▶

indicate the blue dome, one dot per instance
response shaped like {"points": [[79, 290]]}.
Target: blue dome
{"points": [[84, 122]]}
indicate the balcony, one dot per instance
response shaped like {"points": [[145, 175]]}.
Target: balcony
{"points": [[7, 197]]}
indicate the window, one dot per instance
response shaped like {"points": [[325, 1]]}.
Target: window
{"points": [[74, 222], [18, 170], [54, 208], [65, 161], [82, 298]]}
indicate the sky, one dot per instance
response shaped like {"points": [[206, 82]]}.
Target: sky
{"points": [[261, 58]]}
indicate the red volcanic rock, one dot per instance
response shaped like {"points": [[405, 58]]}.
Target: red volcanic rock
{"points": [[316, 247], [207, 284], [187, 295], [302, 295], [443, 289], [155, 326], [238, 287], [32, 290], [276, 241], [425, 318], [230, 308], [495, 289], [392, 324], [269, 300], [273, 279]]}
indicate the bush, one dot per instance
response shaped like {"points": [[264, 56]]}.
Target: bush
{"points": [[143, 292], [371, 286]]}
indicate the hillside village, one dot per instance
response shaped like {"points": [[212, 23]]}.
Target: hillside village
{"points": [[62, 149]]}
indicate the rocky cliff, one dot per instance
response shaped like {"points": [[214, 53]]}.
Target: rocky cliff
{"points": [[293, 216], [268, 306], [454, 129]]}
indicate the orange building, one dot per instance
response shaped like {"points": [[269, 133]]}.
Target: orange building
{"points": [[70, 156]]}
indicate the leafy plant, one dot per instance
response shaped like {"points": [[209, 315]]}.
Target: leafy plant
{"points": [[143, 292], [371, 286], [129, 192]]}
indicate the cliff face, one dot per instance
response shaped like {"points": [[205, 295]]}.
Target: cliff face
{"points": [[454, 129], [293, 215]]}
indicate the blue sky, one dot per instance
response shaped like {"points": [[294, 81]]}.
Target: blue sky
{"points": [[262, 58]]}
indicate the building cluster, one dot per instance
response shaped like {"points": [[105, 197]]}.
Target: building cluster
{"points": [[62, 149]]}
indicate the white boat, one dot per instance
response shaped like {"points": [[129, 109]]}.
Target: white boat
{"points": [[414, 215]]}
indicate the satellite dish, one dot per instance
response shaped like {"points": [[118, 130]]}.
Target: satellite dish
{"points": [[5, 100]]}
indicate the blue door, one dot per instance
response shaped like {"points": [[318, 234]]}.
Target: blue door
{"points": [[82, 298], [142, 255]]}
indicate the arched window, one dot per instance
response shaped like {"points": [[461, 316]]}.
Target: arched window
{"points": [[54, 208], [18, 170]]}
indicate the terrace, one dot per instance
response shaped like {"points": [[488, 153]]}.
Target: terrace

◀

- [WHAT IS EXPECTED] Copy all of the records above word for word, with no changes.

- [THE REPLY]
indicate the blue dome, one dot per instance
response shaped like {"points": [[79, 290]]}.
Target: blue dome
{"points": [[84, 122]]}
indicate the balcony, one dot per instance
response shaped like {"points": [[145, 175]]}.
Target: balcony
{"points": [[7, 197]]}
indicate the window, one dot per instance
response shaped like {"points": [[325, 1]]}.
Target: window
{"points": [[74, 222], [18, 170], [54, 208], [65, 161], [82, 298]]}
indicate the sky, one dot per instance
response shaped like {"points": [[206, 82]]}.
Target: sky
{"points": [[261, 58]]}
indicate the red volcanic rock, one dot per instance
response shaped like {"points": [[405, 58]]}.
Target: red volcanic rock
{"points": [[316, 247], [207, 284], [187, 295], [302, 295], [443, 289], [155, 326], [238, 287], [32, 290], [276, 241], [425, 318], [230, 308], [495, 289], [392, 324], [269, 300], [273, 279]]}
indicate the bush, one dot per instance
response shaped like {"points": [[264, 56]]}.
Target: bush
{"points": [[143, 292], [371, 286]]}
indicate the hillside village, one dot per instance
response shaped like {"points": [[212, 23]]}.
Target: hillside village
{"points": [[62, 149]]}
indicate the rocky cliff, one dot per instance
response shaped like {"points": [[214, 53]]}.
Target: rocky cliff
{"points": [[293, 216], [268, 306], [454, 129]]}
indicate the orange building, one dot per instance
response shaped like {"points": [[269, 133]]}.
Target: orange building
{"points": [[70, 156]]}
indicate the leafy plant, one dot per instance
response shaped like {"points": [[209, 315]]}.
Target: leafy plant
{"points": [[143, 292], [371, 286], [129, 192]]}
indicate the cliff face, one dot per instance
response shaped like {"points": [[205, 295]]}.
Target: cliff face
{"points": [[454, 129], [293, 215]]}
indicate the blue sky, one dot per instance
response shaped like {"points": [[294, 81]]}.
Target: blue sky
{"points": [[262, 58]]}
indicate the building cluster, one dot per instance
response shaped like {"points": [[105, 197]]}.
Target: building cluster
{"points": [[62, 149]]}
indicate the white boat, one dot per instance
response shaped like {"points": [[129, 109]]}.
Target: white boat
{"points": [[414, 215]]}
indicate the satellite dish, one dot per instance
response shaped like {"points": [[118, 130]]}.
Target: satellite dish
{"points": [[5, 100]]}
indicate the blue door, one dot per instance
response shaped like {"points": [[318, 234]]}.
Target: blue door
{"points": [[82, 298], [142, 255]]}
indicate the arched window, one dot per instance
response shaped like {"points": [[461, 316]]}.
Target: arched window
{"points": [[54, 208], [18, 170]]}
indicate the terrace, one dot per instance
response shaped like {"points": [[488, 153]]}.
Target: terrace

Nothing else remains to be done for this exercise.